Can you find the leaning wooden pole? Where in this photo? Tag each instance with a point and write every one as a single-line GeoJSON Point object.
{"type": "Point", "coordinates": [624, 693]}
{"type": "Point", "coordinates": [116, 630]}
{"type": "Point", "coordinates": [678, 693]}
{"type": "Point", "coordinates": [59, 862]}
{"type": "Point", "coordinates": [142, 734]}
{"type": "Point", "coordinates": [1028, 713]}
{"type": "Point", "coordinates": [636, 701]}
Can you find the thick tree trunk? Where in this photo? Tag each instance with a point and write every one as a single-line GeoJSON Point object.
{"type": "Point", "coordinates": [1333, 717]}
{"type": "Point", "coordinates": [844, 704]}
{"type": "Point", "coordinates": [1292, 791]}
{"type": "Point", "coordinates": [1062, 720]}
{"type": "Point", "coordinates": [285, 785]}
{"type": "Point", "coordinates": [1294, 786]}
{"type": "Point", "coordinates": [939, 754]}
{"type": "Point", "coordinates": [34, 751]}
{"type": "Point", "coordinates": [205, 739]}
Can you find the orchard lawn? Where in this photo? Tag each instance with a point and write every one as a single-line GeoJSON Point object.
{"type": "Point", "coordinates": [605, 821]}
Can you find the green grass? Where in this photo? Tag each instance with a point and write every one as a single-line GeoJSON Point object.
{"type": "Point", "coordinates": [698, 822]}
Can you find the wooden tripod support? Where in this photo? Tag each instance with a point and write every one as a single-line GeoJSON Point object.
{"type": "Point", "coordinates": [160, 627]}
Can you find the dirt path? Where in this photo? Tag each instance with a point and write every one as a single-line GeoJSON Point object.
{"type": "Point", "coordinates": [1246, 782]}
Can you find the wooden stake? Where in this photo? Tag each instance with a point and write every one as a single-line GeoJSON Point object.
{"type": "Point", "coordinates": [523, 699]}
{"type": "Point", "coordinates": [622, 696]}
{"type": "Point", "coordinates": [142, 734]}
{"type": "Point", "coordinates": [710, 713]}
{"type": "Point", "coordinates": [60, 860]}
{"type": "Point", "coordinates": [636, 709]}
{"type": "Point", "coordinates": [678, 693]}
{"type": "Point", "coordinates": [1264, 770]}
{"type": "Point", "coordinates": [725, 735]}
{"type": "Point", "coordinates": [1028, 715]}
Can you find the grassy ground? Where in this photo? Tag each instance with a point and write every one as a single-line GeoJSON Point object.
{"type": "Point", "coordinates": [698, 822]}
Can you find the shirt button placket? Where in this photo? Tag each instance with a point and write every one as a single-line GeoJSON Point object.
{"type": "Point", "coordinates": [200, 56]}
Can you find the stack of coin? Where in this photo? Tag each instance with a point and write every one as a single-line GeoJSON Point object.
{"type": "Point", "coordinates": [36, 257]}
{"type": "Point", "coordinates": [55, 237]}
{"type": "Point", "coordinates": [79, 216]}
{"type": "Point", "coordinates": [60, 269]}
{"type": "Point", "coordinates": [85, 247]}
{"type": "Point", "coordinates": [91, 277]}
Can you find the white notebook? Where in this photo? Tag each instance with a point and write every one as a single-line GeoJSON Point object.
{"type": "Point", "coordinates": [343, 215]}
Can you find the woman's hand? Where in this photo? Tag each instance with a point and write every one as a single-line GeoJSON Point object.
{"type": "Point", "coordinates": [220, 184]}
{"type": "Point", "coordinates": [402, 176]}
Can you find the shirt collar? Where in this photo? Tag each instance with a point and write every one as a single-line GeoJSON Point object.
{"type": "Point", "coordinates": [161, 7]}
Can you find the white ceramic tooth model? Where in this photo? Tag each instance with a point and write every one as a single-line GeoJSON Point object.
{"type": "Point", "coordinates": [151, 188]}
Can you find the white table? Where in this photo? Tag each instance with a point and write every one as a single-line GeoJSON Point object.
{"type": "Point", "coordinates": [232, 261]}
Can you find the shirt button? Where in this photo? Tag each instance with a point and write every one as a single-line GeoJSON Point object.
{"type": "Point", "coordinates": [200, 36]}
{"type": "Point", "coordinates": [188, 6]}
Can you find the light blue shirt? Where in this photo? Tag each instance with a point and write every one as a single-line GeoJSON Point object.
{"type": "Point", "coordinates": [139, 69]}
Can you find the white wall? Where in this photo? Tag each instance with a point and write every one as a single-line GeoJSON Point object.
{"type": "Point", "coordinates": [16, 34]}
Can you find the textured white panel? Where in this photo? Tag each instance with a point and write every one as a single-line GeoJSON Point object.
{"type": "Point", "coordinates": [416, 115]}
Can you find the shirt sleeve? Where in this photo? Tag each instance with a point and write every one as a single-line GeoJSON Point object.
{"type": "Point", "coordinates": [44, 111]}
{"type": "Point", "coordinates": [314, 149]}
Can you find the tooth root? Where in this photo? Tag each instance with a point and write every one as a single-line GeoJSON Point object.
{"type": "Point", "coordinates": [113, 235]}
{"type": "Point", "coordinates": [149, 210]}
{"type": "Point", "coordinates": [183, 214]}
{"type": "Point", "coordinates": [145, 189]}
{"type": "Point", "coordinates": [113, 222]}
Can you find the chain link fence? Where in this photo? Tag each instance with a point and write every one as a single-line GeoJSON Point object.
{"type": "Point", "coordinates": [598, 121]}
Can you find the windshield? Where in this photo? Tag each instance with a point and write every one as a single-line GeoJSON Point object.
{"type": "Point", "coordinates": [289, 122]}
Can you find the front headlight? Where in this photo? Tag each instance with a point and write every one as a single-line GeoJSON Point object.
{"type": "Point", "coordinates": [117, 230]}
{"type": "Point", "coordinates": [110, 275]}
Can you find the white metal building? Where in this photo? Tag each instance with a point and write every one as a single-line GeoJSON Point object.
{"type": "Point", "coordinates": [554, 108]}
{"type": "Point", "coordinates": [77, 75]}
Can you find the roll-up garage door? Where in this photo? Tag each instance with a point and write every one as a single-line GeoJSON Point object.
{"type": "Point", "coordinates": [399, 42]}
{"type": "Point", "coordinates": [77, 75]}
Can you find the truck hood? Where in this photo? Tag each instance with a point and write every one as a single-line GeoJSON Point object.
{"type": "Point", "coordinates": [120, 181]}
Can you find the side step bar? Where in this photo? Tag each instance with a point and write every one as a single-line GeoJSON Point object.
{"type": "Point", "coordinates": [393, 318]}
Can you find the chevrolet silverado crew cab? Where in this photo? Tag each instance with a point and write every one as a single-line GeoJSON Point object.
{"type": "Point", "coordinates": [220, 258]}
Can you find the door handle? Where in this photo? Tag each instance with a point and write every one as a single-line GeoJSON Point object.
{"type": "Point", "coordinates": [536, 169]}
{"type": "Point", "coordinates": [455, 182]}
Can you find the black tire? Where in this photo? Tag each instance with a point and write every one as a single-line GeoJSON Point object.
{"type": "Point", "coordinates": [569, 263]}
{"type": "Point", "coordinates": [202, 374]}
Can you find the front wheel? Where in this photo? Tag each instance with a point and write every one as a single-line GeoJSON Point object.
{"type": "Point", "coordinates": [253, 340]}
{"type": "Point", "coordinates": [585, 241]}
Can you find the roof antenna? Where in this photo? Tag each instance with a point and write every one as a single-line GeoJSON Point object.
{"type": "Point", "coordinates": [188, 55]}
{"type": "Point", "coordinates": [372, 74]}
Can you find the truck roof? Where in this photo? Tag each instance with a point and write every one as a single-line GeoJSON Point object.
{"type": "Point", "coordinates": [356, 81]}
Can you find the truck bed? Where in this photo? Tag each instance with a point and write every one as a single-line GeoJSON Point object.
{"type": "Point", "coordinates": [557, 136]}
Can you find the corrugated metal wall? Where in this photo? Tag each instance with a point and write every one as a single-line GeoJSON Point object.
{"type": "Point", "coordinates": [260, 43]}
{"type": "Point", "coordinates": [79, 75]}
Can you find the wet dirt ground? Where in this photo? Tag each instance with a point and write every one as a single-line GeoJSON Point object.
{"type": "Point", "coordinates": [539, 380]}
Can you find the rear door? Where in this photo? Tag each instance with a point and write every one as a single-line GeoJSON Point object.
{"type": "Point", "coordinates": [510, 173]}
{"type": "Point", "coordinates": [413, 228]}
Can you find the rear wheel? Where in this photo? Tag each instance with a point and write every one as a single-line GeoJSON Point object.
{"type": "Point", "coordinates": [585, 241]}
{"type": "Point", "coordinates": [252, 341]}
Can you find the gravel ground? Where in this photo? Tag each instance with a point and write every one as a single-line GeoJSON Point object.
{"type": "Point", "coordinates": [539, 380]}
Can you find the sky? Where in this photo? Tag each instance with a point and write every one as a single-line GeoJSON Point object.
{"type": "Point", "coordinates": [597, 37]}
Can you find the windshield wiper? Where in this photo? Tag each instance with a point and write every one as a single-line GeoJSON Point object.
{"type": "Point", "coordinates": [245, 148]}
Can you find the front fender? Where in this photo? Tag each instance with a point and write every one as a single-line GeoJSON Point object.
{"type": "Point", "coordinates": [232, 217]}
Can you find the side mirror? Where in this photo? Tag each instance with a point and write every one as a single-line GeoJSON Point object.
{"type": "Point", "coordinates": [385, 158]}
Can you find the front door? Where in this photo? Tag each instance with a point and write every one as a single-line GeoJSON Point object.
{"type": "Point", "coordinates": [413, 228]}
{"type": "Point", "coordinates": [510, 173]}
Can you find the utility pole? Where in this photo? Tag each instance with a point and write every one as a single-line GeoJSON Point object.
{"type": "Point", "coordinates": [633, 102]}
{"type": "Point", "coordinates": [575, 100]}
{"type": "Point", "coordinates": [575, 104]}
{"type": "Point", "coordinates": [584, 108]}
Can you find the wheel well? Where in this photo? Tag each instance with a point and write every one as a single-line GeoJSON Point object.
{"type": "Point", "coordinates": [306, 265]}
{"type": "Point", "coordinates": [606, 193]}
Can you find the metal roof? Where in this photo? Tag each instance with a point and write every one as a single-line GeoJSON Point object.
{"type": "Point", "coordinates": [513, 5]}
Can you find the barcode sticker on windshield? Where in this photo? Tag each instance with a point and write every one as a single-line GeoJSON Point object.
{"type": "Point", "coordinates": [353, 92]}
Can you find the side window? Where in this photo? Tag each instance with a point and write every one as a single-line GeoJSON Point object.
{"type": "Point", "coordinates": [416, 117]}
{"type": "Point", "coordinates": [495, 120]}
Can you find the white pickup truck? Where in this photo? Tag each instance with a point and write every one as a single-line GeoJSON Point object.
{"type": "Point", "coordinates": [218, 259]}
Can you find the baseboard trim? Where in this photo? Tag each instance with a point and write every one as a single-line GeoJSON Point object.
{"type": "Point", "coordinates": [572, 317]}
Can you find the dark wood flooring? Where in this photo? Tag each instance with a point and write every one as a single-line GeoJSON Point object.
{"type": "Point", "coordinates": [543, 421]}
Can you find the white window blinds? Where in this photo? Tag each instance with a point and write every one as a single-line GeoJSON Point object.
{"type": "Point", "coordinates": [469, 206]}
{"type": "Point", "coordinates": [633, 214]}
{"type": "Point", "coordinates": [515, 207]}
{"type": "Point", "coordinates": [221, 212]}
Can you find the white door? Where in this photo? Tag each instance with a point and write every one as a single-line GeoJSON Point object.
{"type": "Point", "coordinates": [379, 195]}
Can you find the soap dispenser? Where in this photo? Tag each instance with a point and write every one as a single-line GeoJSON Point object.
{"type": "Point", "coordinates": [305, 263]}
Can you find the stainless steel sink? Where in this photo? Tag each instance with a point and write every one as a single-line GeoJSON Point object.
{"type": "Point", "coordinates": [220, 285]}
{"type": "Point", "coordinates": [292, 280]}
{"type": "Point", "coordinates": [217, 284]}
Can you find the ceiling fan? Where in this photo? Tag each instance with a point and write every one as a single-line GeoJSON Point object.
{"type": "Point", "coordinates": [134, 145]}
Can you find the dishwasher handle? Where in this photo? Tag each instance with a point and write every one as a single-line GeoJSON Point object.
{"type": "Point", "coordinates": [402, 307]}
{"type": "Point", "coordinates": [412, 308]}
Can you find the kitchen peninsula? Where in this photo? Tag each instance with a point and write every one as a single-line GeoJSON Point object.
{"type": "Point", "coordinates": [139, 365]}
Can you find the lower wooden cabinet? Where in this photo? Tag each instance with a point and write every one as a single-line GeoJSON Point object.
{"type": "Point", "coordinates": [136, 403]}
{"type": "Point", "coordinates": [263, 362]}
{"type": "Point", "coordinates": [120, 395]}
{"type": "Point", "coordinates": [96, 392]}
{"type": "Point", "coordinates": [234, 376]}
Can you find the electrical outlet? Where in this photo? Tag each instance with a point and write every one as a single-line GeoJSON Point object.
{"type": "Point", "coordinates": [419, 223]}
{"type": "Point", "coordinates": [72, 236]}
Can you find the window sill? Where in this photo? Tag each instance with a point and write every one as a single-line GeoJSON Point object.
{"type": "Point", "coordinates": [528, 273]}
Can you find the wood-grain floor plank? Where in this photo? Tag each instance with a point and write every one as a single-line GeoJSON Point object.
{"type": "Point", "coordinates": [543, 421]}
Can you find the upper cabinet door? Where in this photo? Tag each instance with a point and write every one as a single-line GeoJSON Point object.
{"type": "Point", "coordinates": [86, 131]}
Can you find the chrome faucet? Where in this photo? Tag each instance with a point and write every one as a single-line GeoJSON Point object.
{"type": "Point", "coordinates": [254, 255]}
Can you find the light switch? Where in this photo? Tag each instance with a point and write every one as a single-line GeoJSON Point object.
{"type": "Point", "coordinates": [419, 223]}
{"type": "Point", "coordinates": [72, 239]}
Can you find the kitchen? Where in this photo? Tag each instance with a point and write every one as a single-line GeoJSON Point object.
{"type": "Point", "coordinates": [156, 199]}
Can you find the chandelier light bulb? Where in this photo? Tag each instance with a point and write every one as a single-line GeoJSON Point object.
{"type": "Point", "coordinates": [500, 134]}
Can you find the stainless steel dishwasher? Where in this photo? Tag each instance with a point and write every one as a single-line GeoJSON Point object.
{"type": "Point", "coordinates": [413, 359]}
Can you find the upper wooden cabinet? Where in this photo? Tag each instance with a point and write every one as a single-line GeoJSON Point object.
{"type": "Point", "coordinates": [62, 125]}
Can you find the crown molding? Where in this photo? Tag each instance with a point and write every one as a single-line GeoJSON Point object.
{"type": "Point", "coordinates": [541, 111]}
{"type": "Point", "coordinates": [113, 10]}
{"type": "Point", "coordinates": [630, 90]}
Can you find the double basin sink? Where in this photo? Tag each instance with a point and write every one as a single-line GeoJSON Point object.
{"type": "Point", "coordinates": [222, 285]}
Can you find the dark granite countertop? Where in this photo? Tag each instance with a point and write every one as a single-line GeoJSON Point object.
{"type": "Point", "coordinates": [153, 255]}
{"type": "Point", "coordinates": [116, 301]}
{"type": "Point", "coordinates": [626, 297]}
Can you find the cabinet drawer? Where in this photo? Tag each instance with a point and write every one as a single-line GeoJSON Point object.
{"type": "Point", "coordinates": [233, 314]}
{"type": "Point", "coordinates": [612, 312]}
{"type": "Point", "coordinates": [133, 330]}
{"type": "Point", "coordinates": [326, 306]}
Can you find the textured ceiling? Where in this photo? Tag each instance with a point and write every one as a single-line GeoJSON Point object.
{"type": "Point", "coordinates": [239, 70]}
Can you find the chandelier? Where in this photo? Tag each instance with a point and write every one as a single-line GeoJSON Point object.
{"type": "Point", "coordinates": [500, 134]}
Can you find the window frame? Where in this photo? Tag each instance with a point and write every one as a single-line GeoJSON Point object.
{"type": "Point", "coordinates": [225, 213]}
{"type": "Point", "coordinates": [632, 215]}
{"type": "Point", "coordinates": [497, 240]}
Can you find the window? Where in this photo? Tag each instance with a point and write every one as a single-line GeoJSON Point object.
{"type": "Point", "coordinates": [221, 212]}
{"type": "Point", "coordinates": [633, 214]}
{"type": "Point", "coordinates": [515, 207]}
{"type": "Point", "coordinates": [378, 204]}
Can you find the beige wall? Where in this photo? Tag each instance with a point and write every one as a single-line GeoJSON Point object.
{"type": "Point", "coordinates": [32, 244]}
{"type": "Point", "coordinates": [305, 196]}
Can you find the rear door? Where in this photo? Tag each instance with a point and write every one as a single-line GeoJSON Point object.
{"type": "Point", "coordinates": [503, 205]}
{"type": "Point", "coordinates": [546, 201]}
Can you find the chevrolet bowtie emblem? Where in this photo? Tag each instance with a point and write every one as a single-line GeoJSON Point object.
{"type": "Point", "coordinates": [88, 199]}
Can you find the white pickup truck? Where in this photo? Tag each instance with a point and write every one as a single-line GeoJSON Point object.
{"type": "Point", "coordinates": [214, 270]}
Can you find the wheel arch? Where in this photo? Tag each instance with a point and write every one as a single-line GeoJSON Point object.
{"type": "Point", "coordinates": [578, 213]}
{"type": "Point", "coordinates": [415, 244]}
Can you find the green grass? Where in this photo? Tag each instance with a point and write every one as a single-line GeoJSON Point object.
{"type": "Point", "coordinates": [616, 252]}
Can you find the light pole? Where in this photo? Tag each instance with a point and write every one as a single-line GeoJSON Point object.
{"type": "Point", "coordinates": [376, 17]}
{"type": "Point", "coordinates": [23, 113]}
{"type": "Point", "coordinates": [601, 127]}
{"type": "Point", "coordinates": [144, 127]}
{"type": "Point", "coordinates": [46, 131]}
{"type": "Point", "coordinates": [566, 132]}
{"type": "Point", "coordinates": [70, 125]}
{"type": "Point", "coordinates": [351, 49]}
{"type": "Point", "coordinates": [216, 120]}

****************

With the line containing "Can you find the light pole?" as the first and the last line of the records as the final one, print exactly the lines in that span.

> **Task solution**:
Can you find the light pole? Where in this photo? Tag each instance with a point and write every one as a single-line GeoJSON Point object.
{"type": "Point", "coordinates": [376, 17]}
{"type": "Point", "coordinates": [23, 113]}
{"type": "Point", "coordinates": [601, 127]}
{"type": "Point", "coordinates": [144, 127]}
{"type": "Point", "coordinates": [46, 131]}
{"type": "Point", "coordinates": [566, 132]}
{"type": "Point", "coordinates": [70, 125]}
{"type": "Point", "coordinates": [351, 49]}
{"type": "Point", "coordinates": [216, 120]}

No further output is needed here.